Stored data entries:
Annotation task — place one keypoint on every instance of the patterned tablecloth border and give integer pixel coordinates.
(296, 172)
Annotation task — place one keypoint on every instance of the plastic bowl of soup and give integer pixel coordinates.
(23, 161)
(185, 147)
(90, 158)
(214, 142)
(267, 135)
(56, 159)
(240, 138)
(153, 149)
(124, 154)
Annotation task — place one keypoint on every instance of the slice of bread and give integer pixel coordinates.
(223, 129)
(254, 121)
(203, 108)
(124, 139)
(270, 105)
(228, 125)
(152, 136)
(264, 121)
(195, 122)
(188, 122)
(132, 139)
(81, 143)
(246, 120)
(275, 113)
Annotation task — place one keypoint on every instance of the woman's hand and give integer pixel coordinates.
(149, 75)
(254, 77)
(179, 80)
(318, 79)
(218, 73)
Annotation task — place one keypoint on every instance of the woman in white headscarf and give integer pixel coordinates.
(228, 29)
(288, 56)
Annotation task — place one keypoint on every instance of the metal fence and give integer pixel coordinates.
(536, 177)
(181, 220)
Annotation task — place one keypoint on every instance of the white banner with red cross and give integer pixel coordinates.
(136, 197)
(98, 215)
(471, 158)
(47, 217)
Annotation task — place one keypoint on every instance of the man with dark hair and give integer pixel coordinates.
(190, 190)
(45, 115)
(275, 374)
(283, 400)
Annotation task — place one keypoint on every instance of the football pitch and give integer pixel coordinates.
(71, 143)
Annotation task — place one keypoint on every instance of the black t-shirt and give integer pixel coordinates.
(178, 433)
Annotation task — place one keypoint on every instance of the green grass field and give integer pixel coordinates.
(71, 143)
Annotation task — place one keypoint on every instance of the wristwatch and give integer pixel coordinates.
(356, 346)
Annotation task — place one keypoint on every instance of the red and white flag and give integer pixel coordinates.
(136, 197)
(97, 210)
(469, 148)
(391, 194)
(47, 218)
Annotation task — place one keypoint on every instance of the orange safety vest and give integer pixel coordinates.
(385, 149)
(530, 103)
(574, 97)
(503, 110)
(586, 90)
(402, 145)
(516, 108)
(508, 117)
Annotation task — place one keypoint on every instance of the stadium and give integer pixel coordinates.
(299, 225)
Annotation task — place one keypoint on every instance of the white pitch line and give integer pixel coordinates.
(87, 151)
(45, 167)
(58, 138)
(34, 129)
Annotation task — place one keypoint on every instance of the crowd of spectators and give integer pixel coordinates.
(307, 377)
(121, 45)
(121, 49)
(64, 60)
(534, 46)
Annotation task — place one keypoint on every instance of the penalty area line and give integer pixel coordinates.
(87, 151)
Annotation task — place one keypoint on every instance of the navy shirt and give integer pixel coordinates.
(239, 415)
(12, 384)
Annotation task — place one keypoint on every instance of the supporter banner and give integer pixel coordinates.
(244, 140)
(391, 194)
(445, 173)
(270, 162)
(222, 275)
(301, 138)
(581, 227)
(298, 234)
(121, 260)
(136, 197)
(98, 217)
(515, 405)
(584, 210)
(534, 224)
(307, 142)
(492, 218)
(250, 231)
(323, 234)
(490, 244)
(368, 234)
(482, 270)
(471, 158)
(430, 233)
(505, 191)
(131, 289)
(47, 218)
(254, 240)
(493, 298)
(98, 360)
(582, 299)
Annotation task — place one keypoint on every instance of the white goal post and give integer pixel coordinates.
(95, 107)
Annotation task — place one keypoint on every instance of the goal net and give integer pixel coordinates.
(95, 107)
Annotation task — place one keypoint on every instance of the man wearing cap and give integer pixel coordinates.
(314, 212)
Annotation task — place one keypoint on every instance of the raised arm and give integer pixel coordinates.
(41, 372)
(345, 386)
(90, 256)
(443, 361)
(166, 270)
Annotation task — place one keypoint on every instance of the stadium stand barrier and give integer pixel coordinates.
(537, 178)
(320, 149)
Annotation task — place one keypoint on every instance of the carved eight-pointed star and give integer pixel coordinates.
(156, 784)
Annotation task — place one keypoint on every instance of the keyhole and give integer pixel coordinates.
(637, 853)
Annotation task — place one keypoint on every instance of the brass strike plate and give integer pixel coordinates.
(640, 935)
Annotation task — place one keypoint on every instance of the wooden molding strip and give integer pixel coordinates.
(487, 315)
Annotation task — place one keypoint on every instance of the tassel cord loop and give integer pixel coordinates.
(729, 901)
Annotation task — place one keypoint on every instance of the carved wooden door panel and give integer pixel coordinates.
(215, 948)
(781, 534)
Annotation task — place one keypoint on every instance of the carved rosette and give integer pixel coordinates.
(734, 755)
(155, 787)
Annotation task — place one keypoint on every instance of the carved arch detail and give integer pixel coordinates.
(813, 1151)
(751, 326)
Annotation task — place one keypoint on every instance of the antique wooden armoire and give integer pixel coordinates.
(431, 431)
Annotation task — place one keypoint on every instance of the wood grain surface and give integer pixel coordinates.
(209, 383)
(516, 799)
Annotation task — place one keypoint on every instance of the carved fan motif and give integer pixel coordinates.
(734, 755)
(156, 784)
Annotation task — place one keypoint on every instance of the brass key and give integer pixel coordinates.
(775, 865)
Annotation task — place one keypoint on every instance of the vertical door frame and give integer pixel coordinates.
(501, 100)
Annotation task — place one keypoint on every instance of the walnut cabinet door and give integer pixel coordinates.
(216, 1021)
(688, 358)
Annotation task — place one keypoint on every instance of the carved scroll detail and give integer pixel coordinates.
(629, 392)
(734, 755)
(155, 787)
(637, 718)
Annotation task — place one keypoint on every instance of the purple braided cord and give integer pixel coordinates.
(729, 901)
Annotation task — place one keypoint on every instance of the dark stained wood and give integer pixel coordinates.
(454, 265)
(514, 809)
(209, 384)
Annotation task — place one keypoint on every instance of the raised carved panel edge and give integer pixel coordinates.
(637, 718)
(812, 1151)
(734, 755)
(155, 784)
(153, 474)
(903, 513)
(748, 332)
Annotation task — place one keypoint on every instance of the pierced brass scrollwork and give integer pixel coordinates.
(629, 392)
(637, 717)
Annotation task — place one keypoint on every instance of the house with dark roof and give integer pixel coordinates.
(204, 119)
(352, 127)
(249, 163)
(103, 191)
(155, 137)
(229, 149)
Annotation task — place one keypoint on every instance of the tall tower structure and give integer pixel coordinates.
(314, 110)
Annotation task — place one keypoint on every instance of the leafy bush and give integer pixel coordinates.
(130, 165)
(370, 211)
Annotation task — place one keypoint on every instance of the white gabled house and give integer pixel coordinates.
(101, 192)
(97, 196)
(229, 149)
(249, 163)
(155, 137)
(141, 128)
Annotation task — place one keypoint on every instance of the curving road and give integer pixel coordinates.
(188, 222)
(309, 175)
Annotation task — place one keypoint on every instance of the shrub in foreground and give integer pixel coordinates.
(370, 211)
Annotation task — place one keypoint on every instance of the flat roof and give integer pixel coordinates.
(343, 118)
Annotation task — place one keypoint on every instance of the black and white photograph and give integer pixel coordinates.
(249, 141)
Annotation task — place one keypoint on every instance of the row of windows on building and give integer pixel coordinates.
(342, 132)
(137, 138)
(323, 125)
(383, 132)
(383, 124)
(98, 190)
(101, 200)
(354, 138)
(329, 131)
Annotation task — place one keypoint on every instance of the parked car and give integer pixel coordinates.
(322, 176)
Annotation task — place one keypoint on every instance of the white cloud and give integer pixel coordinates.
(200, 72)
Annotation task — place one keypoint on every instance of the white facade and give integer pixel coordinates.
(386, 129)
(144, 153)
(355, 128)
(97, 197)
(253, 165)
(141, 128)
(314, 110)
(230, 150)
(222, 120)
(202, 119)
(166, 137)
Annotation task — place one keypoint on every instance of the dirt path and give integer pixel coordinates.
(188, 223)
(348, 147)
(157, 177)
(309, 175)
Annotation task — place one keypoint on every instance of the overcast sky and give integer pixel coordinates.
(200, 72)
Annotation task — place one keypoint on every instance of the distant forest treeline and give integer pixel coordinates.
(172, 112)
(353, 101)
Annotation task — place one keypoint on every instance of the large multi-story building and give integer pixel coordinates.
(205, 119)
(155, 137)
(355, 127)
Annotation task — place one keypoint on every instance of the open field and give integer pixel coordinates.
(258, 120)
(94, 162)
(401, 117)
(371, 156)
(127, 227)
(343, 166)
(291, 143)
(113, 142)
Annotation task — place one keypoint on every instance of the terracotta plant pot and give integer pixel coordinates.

About this task: Nothing but the lines from the one containing "cloud and give integer pixel coordinates." through the last line of the data above should be given again, each exactly as it stands.

Exercise result:
Annotation task — place one keypoint on every instance of the white cloud and give integer pixel coordinates.
(200, 72)
Annotation task — place one keypoint on every instance of the white facade and give integer pixel coordinates.
(386, 129)
(144, 153)
(355, 128)
(97, 197)
(253, 165)
(141, 128)
(314, 110)
(230, 150)
(222, 120)
(202, 119)
(166, 137)
Annotation task — place one keypoint on every instance of the dirt path and give integer pixel coordinates.
(188, 223)
(348, 147)
(157, 177)
(309, 175)
Annotation task — place one keypoint on every instance of the overcast sky and give integer pixel coordinates.
(200, 72)
Annotation task — place one keypoint on every instance of the distant forest treeline and give integer pixel coordinates.
(172, 112)
(353, 101)
Annotation task — place one keypoint on every instance of the large multi-story building and give integer pixel coordinates.
(205, 119)
(155, 137)
(355, 127)
Annotation task — place one keypoint on every instance of the open field and give integer pixel coordinates.
(258, 120)
(94, 162)
(401, 117)
(371, 156)
(127, 227)
(343, 166)
(291, 143)
(113, 142)
Annotation task — place one keypoint on every instance of the terracotta plant pot and give integer pixel coordinates.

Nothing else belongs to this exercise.